### [Position annotation records]
################
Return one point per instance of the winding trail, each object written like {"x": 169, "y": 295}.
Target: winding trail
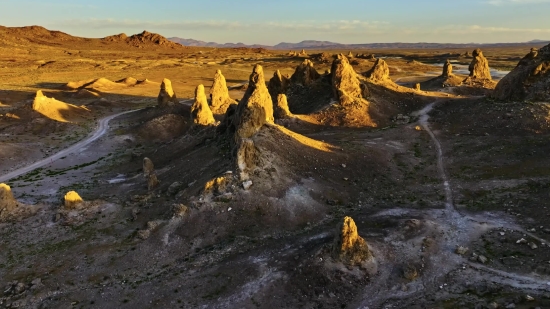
{"x": 102, "y": 128}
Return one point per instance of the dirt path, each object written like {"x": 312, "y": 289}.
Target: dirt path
{"x": 102, "y": 128}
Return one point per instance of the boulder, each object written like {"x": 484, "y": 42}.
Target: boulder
{"x": 219, "y": 94}
{"x": 479, "y": 68}
{"x": 72, "y": 200}
{"x": 7, "y": 201}
{"x": 529, "y": 80}
{"x": 256, "y": 107}
{"x": 200, "y": 111}
{"x": 305, "y": 74}
{"x": 346, "y": 86}
{"x": 166, "y": 97}
{"x": 349, "y": 248}
{"x": 281, "y": 108}
{"x": 380, "y": 72}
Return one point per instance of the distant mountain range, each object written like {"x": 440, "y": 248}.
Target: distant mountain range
{"x": 311, "y": 44}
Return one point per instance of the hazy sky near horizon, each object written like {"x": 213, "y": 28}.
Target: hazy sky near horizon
{"x": 271, "y": 22}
################
### [What you have to do]
Arrange the lines from the one with "Return one point per instance of the hazy" through the last line of the entries as a Markdown table with the columns Row and Text, numbering each line and omitting blank lines.

### [Exercise output]
| Row | Text |
|---|---|
| 1 | Return one point per instance of the hazy sky near horizon, each object written like {"x": 213, "y": 28}. |
| 2 | Target: hazy sky near horizon |
| 3 | {"x": 271, "y": 22} |